#### INPUT:
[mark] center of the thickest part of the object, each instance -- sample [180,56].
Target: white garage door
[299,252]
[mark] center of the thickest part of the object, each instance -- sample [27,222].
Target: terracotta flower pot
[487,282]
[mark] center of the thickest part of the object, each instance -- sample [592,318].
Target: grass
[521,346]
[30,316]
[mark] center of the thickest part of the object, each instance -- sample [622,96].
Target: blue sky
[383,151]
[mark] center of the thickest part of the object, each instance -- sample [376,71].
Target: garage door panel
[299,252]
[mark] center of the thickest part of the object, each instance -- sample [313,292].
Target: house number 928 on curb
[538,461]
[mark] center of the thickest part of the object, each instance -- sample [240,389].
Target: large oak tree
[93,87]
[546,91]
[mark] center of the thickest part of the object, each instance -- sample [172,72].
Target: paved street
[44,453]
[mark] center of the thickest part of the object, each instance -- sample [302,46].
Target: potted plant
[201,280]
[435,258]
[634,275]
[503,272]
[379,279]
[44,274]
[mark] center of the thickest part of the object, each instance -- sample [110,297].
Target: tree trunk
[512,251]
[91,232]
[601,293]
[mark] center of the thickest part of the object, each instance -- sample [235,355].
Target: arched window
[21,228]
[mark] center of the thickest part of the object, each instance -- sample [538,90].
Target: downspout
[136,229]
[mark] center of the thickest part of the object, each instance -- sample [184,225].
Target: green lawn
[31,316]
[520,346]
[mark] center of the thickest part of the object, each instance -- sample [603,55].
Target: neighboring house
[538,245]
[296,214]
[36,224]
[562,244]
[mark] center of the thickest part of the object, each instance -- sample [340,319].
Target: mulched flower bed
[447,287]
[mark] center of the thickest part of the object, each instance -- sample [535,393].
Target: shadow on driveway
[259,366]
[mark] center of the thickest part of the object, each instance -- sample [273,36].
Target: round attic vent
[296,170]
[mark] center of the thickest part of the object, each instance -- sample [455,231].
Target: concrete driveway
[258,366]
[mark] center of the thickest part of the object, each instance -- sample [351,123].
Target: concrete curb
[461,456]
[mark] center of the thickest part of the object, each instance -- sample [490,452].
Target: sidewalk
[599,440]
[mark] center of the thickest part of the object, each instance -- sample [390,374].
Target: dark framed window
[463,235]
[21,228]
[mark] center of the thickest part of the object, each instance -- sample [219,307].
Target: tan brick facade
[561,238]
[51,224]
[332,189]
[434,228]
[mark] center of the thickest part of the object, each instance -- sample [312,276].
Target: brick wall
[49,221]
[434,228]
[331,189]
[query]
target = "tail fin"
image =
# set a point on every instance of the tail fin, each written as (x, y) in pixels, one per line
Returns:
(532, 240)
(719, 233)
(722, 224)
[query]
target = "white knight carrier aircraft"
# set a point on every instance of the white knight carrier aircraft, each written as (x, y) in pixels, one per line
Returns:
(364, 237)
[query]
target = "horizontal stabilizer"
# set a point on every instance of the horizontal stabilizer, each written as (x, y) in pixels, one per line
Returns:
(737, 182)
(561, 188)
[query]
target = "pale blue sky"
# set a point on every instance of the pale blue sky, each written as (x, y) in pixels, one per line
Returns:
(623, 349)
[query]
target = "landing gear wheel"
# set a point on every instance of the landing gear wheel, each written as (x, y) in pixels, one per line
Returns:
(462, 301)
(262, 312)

#### AIM:
Restate each record word for word.

#### FINISHED EXERCISE:
[mark] center of the thickest part of the object, each instance -- sample [180,56].
Target: white garage door
[299,252]
[mark] center of the thickest part of the object, each instance -- sample [27,222].
Target: terracotta flower pot
[487,282]
[mark] center of the thickest part of the object, each instance -- sample [592,318].
Target: grass
[521,346]
[30,316]
[mark] center of the thickest part of the object, each instance -- sample [622,96].
Target: blue sky
[383,151]
[mark] center of the thickest part of the object, each instance -- sample [376,71].
Target: garage door panel
[299,252]
[mark] center of the thickest part of the object, each instance -- sample [313,292].
Target: house number 928 on curb
[538,461]
[mark] center of the thickest part of the object, each instance -- sample [240,389].
Target: large oak tree
[93,87]
[546,91]
[mark] center of the thickest part of the object, each instance -- sample [172,72].
Target: paved street
[44,453]
[mark] center of the thickest part of the object, each instance -- sample [302,46].
Target: potted plant
[201,280]
[435,258]
[634,275]
[503,272]
[379,279]
[44,274]
[mark] center of the thickest part of the object, each instance -- sample [110,297].
Target: tree trunk
[512,251]
[91,232]
[601,293]
[mark] center of the thickest part of the object, each instance -- sample [235,355].
Target: arched window
[21,228]
[mark] center of the thickest part of the object, each instance -- sample [538,90].
Target: downspout
[136,229]
[mark] center of the thickest part of the object, each instance -- sample [184,225].
Target: green lawn
[31,316]
[520,346]
[mark] center of the thickest part of the object, each instance -- sample [603,55].
Target: neighboring house
[538,245]
[296,214]
[36,224]
[562,244]
[mark] center of the thickest part of the object, each instance -- sample [340,319].
Target: mulched flower bed
[447,287]
[mark] center of the thickest part of the object, each instance -- sample [535,393].
Target: shadow on driveway
[259,366]
[mark] center of the thickest part of the object, each instance -- sample [273,36].
Target: round attic vent
[296,170]
[mark] center of the thickest part of the object, each instance -- sample [455,231].
Target: concrete driveway
[258,366]
[mark] center of the thickest part of the object, each instance -- sample [351,123].
Target: concrete curb
[461,456]
[mark] center of the thickest part of the object, each instance -- sample [490,452].
Target: sidewalk
[599,440]
[mark] center of the thickest part of the object, each instance -- sample [390,374].
Target: dark framed window
[463,235]
[21,228]
[mark] center of the thickest part of the object, each instance -- sample [219,307].
Target: tan brick facade
[561,238]
[51,224]
[332,189]
[434,228]
[mark] center of the thickest part of the object, each instance -- sample [312,276].
Target: brick wall
[49,221]
[434,228]
[331,189]
[query]
target = "tail fin"
image =
# set a point on every instance of the tail fin, each written as (x, y) in pixels, one per line
Returns:
(532, 240)
(719, 233)
(722, 224)
[query]
target = "white knight carrier aircraft"
# set a point on every instance of the white knight carrier aircraft, each written as (x, y) in pixels, one per line
Returns:
(364, 237)
[query]
target = "horizontal stabilizer"
# set a point on every instance of the horizontal stabilizer, each written as (x, y) in pixels, one per line
Returns:
(737, 182)
(561, 188)
[query]
target = "pale blue sky"
# set a point on every instance of the pale blue sky, each written as (x, y) in pixels, one per line
Returns:
(623, 349)
[query]
target = "landing gear wheel"
# set a point on every instance of the landing gear wheel, each written as (x, y) in pixels, one per line
Returns:
(462, 301)
(262, 312)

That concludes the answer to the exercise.